━━━━━ Data provided ━━━━━

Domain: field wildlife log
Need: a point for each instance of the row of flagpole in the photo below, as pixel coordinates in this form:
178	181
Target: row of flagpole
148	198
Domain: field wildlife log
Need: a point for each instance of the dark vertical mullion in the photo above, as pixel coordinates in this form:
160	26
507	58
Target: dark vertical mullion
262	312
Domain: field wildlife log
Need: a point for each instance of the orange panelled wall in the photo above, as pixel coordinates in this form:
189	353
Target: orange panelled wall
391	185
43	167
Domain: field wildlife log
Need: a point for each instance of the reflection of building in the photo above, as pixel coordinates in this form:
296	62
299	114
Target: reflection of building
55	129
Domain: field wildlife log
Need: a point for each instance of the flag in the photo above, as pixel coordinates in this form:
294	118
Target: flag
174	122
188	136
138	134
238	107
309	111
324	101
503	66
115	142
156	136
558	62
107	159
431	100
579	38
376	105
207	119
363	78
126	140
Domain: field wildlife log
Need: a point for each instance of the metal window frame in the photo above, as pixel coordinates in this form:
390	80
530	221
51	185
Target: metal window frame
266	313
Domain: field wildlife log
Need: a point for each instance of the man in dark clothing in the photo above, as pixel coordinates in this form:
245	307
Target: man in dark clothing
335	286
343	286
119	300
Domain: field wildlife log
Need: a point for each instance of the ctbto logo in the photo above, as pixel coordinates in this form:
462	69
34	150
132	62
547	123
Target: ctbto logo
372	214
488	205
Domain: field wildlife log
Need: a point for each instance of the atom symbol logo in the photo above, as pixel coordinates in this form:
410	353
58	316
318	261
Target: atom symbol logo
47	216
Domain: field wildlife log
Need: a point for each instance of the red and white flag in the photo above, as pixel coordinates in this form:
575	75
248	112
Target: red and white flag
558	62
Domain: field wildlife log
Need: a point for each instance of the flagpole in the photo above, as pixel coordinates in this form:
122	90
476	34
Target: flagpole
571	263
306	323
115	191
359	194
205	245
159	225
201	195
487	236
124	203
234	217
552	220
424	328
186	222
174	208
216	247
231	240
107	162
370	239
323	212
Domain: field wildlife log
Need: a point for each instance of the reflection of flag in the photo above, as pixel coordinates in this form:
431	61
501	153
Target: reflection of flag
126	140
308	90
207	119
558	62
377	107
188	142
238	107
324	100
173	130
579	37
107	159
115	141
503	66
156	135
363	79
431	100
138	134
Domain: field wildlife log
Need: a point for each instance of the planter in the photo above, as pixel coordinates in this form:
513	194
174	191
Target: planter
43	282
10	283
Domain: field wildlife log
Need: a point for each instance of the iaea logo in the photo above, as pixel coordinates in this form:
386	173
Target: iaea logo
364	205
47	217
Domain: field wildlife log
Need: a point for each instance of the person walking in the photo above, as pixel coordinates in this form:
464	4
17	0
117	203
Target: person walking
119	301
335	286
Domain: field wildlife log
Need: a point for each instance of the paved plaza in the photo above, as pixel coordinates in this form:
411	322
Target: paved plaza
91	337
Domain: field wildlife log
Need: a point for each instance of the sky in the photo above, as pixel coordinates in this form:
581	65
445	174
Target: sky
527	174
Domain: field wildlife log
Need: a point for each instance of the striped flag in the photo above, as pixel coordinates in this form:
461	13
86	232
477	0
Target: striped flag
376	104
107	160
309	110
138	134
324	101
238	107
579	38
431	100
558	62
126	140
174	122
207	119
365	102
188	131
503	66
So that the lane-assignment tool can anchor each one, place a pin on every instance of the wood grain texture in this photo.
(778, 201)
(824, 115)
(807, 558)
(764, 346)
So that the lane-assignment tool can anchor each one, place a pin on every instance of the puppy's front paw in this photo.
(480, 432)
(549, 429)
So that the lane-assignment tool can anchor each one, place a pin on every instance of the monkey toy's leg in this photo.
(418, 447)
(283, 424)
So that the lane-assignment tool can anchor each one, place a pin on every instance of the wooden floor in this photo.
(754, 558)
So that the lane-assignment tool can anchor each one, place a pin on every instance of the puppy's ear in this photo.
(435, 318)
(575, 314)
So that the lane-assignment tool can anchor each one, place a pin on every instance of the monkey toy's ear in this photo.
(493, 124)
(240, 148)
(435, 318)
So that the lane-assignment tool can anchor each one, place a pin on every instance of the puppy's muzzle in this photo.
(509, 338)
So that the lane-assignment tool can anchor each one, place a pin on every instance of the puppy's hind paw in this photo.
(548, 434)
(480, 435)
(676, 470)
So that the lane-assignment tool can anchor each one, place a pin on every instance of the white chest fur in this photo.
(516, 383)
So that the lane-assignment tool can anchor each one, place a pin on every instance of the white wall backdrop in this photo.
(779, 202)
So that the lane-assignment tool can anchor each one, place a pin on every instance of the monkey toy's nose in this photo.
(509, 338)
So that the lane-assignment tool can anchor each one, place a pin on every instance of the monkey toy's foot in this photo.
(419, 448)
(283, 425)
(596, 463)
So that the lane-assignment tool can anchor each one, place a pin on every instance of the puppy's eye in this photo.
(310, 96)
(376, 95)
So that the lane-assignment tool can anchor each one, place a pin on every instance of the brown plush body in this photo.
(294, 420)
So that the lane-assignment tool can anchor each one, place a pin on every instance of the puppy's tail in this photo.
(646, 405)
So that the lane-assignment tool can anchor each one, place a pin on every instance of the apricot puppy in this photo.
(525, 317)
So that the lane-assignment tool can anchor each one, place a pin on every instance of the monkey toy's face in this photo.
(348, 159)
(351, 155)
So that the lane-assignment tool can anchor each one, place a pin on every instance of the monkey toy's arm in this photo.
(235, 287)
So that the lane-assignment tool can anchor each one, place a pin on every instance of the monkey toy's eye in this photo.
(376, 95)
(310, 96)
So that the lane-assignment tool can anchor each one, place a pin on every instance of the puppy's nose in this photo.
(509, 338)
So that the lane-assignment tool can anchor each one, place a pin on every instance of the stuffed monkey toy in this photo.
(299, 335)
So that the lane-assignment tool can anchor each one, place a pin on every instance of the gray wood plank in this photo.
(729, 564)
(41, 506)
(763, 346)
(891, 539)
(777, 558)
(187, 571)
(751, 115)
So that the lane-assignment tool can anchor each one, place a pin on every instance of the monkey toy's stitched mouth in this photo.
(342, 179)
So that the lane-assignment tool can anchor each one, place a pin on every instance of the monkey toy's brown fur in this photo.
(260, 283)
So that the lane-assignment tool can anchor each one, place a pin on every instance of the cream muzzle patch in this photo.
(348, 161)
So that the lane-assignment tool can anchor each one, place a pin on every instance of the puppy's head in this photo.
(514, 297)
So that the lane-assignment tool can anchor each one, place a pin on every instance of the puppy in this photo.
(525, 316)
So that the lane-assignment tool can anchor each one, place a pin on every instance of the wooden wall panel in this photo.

━━━━━

*What is required*
All the entries must be retyped exactly.

*Response area*
Domain: field wildlife log
Need: a point for each instance of the row of flagpole in the photo below, as pixel coordinates in this form:
178	181
Target: row of flagpole
148	198
Domain: field wildlife log
Need: a point for each instance of the dark vertical mullion in the photo above, as pixel coordinates in this form:
160	26
507	58
Target: dark vertical mullion
262	312
Domain: field wildlife log
Need: a point for each instance of the orange panelled wall in the photo above, as pixel coordinates in this form:
189	353
Target: orange panelled wall
391	185
43	167
Domain: field wildlife log
Need: a point for each instance of the reflection of building in the photo above, as pixel coordinates in this form:
296	62
299	114
Target: reflection of building
55	129
Domain: field wildlife log
Need: a point for each instance of the flag in the photo above, as pixel coordinates in this form:
294	118
Target: flag
174	122
188	136
138	134
238	107
309	111
324	101
503	66
115	142
156	136
558	62
107	159
431	100
579	38
376	105
207	119
363	78
126	140
Domain: field wildlife log
Need: a point for each instance of the metal window frame in the photo above, as pixel coordinates in this form:
390	80
530	221
51	185
Target: metal window frame
266	313
Domain: field wildlife log
Need: a point for each instance of the man in dark clothing in the photo above, as pixel coordinates in this form:
245	307
Target: man in dark clothing
335	286
343	286
119	300
Domain: field wildlife log
Need: a point for each instance of the ctbto logo in the photo above, as pixel coordinates in this form:
462	69
34	150
132	62
547	123
Target: ctbto logo
372	214
488	205
Domain: field wildlife log
Need: a point for each instance of the atom symbol logo in the photo above, as pixel coordinates in this form:
410	353
58	316
318	261
Target: atom symbol logo
47	216
Domain: field wildlife log
Need: a point for each instance of the red and white flag in the photo above, as pixel coordinates in this form:
575	75
248	112
Target: red and white flag
558	62
Domain: field wildlife log
Need: a point for each instance of the flagpole in the photo above, as pixel coordinates in this form:
122	90
476	34
Target: flagpole
571	263
306	323
115	191
359	194
205	245
159	225
201	195
487	236
124	203
234	217
552	220
424	328
186	222
174	208
216	247
231	240
107	162
370	239
323	212
Domain: field wildlife log
Need: a point for each instance of the reflection of flag in the photo above, as pixel coordinates in this form:
431	61
501	153
Target: reflection of flag
126	140
308	90
207	119
558	62
377	107
188	142
238	107
324	100
173	130
579	37
107	159
115	141
503	66
156	135
363	79
431	100
138	134
Domain: field wildlife log
Need: a point for each instance of the planter in the photo above, as pixel coordinates in this form:
513	194
174	191
Target: planter
43	282
10	283
Domain: field wildlife log
Need: a point for each instance of the iaea logo in the photo above, as pixel coordinates in this form:
386	173
Target: iaea logo
364	205
47	217
Domain: field wildlife log
Need: a point for each instance of the person walking in the photo above, as pixel coordinates in this form:
464	4
17	0
117	203
Target: person walking
119	301
335	286
Domain: field wildlife log
Need: a point for each instance of the paved plaza in the photo above, as pixel coordinates in this form:
411	322
Target: paved plaza
91	337
Domain: field wildlife log
Need: a point for each instance of the sky in the photo above, as pixel coordinates in this form:
581	65
445	174
Target: sky
527	174
Domain: field wildlife log
Need: a point for each instance of the striped flag in the photo above, as pixel coordinates in this form:
461	13
86	232
477	0
Target: striped flag
376	104
107	160
309	110
138	134
324	101
238	107
579	38
431	100
558	62
126	140
174	122
207	119
365	102
188	131
503	66
So that the lane-assignment tool can anchor each one, place a pin on every instance of the wood grain texture in this photo.
(778, 201)
(824, 115)
(807, 558)
(764, 346)
So that the lane-assignment tool can anchor each one, place a pin on every instance of the puppy's front paw in this photo.
(480, 432)
(549, 429)
So that the lane-assignment tool can anchor each one, place a pin on every instance of the monkey toy's leg in this photo.
(418, 447)
(283, 424)
So that the lane-assignment tool can anchor each one, place a pin on every instance of the wooden floor in this photo.
(754, 558)
So that the lane-assignment tool can anchor each one, place a pin on every instance of the puppy's ear in this photo.
(435, 318)
(575, 314)
So that the lane-assignment tool can anchor each one, place a pin on every instance of the monkey toy's ear in this photo.
(493, 124)
(240, 148)
(435, 318)
So that the lane-assignment tool can anchor each one, place a pin on every instance of the puppy's muzzle in this photo.
(509, 338)
So that the lane-assignment tool can anchor each one, place a pin on every instance of the puppy's hind paw in this photo.
(548, 434)
(480, 435)
(676, 470)
So that the lane-assignment tool can anchor each one, place a pin on every instance of the white chest fur in this photo.
(516, 383)
So that the lane-assignment tool can anchor each one, place a pin on every instance of the white wall backdrop in this photo.
(779, 202)
So that the lane-assignment tool can anchor each one, place a pin on every instance of the monkey toy's nose in this photo.
(509, 338)
So that the lane-assignment tool can anchor each one, place a pin on every instance of the monkey toy's foot in this photo.
(419, 448)
(283, 425)
(596, 463)
So that the lane-assignment tool can anchor each one, place a pin on every instance of the puppy's eye in this photo.
(310, 96)
(376, 95)
So that the lane-assignment tool can anchor each one, place a pin on every instance of the brown plush body in this photo.
(294, 420)
So that the lane-assignment tool can anchor each one, place a pin on every instance of the puppy's tail in this photo.
(646, 405)
So that the lane-assignment tool can anchor each one, place a pin on every instance of the apricot puppy in this photo.
(525, 317)
So that the lane-assignment tool can anchor each one, place a pin on every instance of the monkey toy's face in this photo.
(348, 159)
(351, 155)
So that the lane-assignment tool can anchor each one, place a pin on every instance of the monkey toy's arm in this photo.
(235, 287)
So that the lane-assignment tool can anchor each one, place a pin on every instance of the monkey toy's eye in this photo.
(376, 95)
(310, 96)
So that the lane-assignment tool can anchor each one, place a pin on every instance of the puppy's nose in this photo.
(509, 338)
So that the lane-assignment tool can anchor each one, place a pin on every instance of the stuffed monkey toy in this photo.
(299, 335)
So that the lane-assignment tool can anchor each one, place a pin on every instance of the gray wood plank in this photo.
(729, 564)
(41, 506)
(763, 346)
(891, 539)
(777, 558)
(187, 571)
(751, 115)
So that the lane-assignment tool can anchor each one, place a pin on every instance of the monkey toy's stitched mouth in this photo.
(342, 179)
So that the lane-assignment tool can anchor each one, place a pin on every instance of the monkey toy's brown fur in this photo.
(260, 283)
So that the lane-assignment tool can anchor each one, place a pin on every instance of the cream muzzle patch in this photo.
(348, 161)
So that the lane-assignment tool can anchor each one, place a pin on every instance of the puppy's head in this photo.
(514, 297)
So that the lane-assignment tool can anchor each one, place a pin on every instance of the puppy in this photo.
(525, 316)
So that the lane-assignment tool can anchor each one, place a pin on every instance of the wooden wall panel in this photo.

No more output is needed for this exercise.